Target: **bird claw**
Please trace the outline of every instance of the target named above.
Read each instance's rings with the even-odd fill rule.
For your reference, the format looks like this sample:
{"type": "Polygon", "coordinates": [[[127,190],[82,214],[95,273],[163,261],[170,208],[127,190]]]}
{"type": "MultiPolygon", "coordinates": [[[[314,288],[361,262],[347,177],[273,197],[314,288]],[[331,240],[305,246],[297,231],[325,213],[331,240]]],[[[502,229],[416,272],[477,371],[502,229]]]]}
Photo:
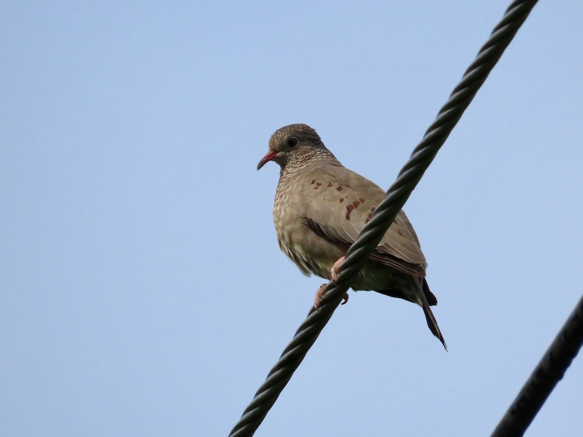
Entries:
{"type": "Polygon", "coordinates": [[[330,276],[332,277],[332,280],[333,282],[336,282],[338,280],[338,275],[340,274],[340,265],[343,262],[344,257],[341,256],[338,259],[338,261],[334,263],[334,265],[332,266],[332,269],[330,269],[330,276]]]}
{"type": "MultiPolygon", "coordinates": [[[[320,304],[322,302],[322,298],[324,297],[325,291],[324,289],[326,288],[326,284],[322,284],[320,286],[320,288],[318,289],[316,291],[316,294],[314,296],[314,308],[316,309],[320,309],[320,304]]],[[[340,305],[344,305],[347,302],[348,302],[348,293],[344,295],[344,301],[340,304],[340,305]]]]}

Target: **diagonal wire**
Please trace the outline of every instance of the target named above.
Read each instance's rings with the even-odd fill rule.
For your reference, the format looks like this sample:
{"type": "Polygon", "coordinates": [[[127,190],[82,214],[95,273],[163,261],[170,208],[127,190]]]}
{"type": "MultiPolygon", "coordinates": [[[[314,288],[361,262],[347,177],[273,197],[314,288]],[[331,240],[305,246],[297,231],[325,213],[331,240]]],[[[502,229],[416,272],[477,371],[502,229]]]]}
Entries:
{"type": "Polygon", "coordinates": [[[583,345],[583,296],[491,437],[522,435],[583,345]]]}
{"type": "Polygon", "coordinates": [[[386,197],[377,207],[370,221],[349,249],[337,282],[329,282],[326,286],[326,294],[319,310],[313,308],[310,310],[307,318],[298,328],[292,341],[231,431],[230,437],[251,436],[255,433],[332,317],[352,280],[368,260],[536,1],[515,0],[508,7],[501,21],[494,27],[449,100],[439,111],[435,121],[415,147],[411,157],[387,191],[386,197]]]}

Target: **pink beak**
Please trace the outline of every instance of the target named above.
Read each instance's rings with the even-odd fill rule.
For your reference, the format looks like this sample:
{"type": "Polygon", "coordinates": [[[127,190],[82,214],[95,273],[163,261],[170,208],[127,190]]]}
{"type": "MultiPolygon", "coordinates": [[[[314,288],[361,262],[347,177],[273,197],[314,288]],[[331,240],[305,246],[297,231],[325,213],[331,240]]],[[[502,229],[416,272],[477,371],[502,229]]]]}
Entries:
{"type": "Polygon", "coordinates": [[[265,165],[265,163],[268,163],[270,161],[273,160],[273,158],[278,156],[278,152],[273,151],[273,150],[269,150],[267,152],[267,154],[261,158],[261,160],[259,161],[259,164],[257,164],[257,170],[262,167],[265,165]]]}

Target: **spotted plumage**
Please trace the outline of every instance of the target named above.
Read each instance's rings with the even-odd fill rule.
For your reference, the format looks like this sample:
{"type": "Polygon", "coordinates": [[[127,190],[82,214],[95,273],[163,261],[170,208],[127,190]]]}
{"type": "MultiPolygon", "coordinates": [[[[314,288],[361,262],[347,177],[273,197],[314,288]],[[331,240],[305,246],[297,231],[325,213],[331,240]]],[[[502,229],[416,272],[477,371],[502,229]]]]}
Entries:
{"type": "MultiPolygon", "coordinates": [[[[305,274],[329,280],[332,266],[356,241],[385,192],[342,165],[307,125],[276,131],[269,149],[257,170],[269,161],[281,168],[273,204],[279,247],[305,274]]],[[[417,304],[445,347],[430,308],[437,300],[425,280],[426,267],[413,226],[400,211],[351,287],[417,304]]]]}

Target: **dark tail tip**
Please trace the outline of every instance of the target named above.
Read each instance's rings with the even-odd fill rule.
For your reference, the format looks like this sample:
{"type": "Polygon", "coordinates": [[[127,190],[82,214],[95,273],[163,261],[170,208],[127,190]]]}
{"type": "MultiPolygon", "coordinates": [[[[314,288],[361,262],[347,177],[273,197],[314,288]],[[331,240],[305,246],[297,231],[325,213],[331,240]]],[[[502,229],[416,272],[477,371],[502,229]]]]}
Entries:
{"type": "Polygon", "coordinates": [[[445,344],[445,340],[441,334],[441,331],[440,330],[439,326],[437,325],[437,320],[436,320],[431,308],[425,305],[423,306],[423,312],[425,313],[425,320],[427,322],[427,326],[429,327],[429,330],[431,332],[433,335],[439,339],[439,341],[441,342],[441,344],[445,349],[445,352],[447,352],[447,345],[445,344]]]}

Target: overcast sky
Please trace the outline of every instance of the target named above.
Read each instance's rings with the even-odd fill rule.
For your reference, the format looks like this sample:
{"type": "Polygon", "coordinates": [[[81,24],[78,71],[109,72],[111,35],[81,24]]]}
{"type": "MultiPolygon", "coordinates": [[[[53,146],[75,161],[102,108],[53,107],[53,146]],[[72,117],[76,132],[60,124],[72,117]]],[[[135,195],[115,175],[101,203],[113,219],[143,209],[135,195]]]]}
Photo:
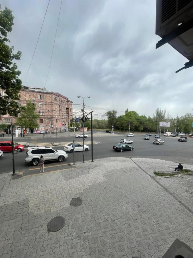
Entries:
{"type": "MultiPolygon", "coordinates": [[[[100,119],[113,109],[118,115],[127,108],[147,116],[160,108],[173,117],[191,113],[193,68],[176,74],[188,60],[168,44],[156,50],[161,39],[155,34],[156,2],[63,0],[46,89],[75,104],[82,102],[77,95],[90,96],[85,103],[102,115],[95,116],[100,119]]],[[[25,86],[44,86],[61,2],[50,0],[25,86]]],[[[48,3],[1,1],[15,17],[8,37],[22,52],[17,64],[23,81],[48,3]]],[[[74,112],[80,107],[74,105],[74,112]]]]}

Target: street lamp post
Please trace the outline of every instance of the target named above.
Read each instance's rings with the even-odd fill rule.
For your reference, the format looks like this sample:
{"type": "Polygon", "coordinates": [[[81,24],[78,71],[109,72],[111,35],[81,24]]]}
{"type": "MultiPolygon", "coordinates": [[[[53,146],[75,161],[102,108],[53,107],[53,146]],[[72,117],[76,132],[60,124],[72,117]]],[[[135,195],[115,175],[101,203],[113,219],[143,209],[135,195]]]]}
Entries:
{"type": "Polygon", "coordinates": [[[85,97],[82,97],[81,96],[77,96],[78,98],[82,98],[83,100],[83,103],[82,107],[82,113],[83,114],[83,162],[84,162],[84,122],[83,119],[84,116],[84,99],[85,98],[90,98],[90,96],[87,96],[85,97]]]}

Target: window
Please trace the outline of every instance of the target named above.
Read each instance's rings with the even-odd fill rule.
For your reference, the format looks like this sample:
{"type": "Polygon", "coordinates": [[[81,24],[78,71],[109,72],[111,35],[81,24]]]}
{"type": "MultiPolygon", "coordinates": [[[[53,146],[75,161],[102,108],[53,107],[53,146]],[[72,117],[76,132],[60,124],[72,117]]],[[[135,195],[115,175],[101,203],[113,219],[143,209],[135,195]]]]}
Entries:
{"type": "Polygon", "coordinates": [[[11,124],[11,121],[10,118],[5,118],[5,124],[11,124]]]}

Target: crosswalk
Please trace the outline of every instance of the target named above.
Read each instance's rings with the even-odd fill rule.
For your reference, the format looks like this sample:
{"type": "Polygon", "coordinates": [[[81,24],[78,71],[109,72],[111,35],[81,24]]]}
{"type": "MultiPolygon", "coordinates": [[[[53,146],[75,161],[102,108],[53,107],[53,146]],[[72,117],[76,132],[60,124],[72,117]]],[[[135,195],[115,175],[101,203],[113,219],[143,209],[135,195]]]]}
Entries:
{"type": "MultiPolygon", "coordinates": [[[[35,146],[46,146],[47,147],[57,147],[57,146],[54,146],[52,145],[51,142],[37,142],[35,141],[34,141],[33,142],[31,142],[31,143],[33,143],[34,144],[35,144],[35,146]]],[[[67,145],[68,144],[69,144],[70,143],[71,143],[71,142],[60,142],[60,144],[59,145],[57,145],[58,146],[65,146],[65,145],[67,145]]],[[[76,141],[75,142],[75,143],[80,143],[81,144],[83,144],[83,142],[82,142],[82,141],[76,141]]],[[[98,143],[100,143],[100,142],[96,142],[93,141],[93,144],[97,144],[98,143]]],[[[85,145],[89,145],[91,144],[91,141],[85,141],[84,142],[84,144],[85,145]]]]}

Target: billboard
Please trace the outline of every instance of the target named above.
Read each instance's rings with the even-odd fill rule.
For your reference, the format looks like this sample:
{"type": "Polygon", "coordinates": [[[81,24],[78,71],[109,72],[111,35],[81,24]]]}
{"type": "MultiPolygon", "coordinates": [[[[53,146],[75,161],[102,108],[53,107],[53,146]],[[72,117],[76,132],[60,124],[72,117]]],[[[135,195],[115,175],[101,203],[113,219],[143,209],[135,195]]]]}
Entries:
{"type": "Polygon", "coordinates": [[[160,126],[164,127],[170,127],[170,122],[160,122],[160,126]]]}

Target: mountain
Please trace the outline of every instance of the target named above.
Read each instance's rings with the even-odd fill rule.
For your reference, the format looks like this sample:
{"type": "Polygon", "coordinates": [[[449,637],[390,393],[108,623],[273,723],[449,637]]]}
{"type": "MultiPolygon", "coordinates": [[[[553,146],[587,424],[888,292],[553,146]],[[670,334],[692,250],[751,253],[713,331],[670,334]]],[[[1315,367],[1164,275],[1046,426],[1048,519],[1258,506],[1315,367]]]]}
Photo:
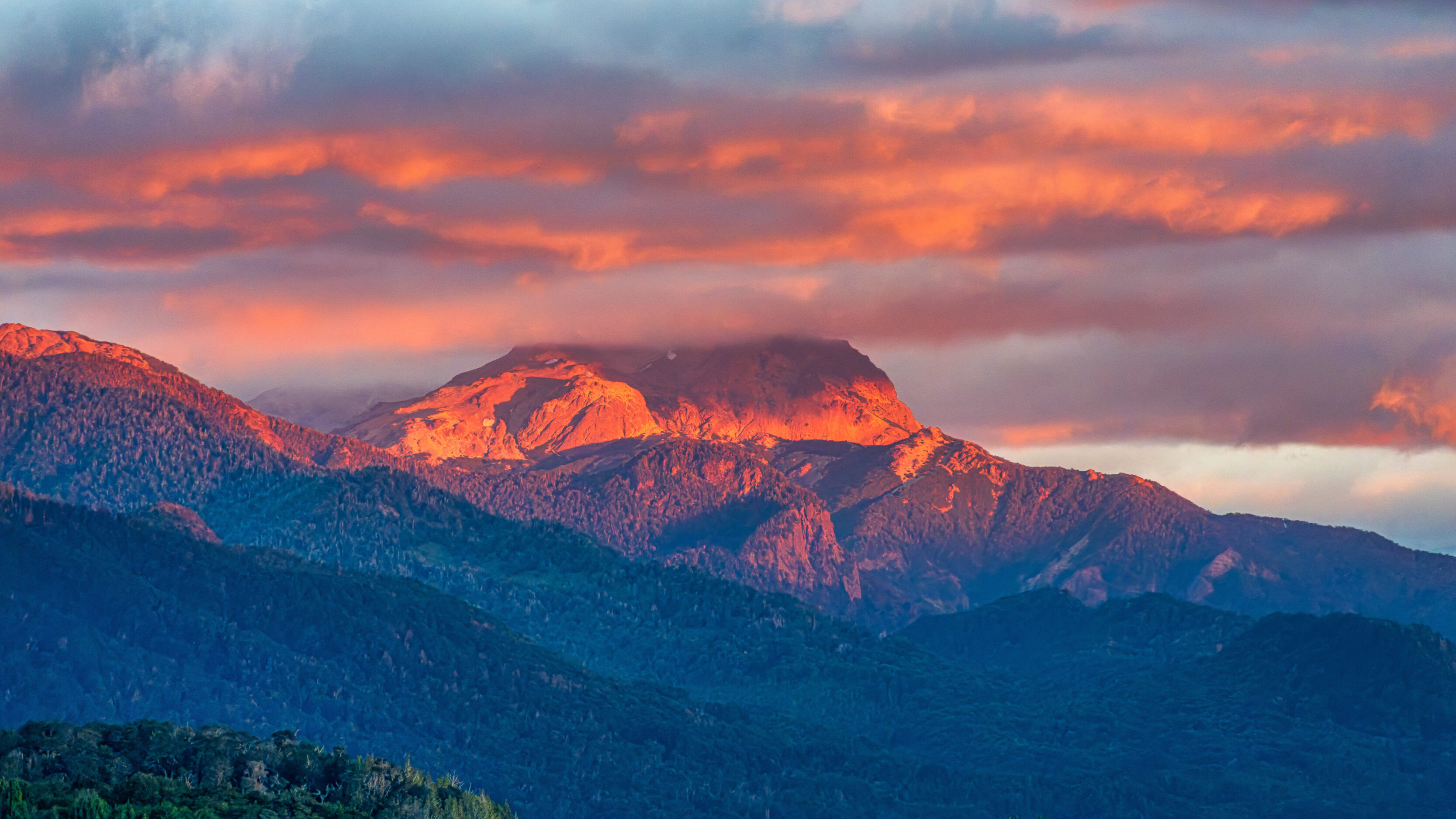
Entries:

◆ **What the exercise asks**:
Copy everything from the line containing "Target: billboard" down to the end of the records, character for character, and leave the pictures out of your answer.

◆ **Answer to the exercise**:
Target: billboard
Please trace the outline of every instance of the target named above.
Read each instance's rings with the even-odd fill rule.
For your reference, the format looks like this sample:
{"type": "Polygon", "coordinates": [[[81,24],[78,71],[109,72],[111,35],[81,24]]]}
{"type": "MultiPolygon", "coordinates": [[[[53,146],[75,161],[102,108],[53,107],[53,146]],[[72,117],[76,132],[60,124],[72,117]]],[[[135,195],[115,175],[101,203],[113,219],[143,209],[135,195]]]]}
Entries:
{"type": "Polygon", "coordinates": [[[160,126],[164,127],[170,127],[170,122],[160,122],[160,126]]]}

Target: mountain
Please trace the outline of every instance of the target named above.
Read each instance's rings with the even-odd fill rule.
For your reference, the format looks like this sample:
{"type": "Polygon", "coordinates": [[[449,637],[390,393],[108,623],[273,723],[449,637]]]}
{"type": "MultiPolygon", "coordinates": [[[[553,146],[587,424],[888,292],[553,146]],[[670,334],[692,250],[751,253],[713,331],[670,334]]],[[[1315,367],[1164,275],[1046,426],[1048,519],[1258,506],[1315,367]]]]}
Photo:
Entries:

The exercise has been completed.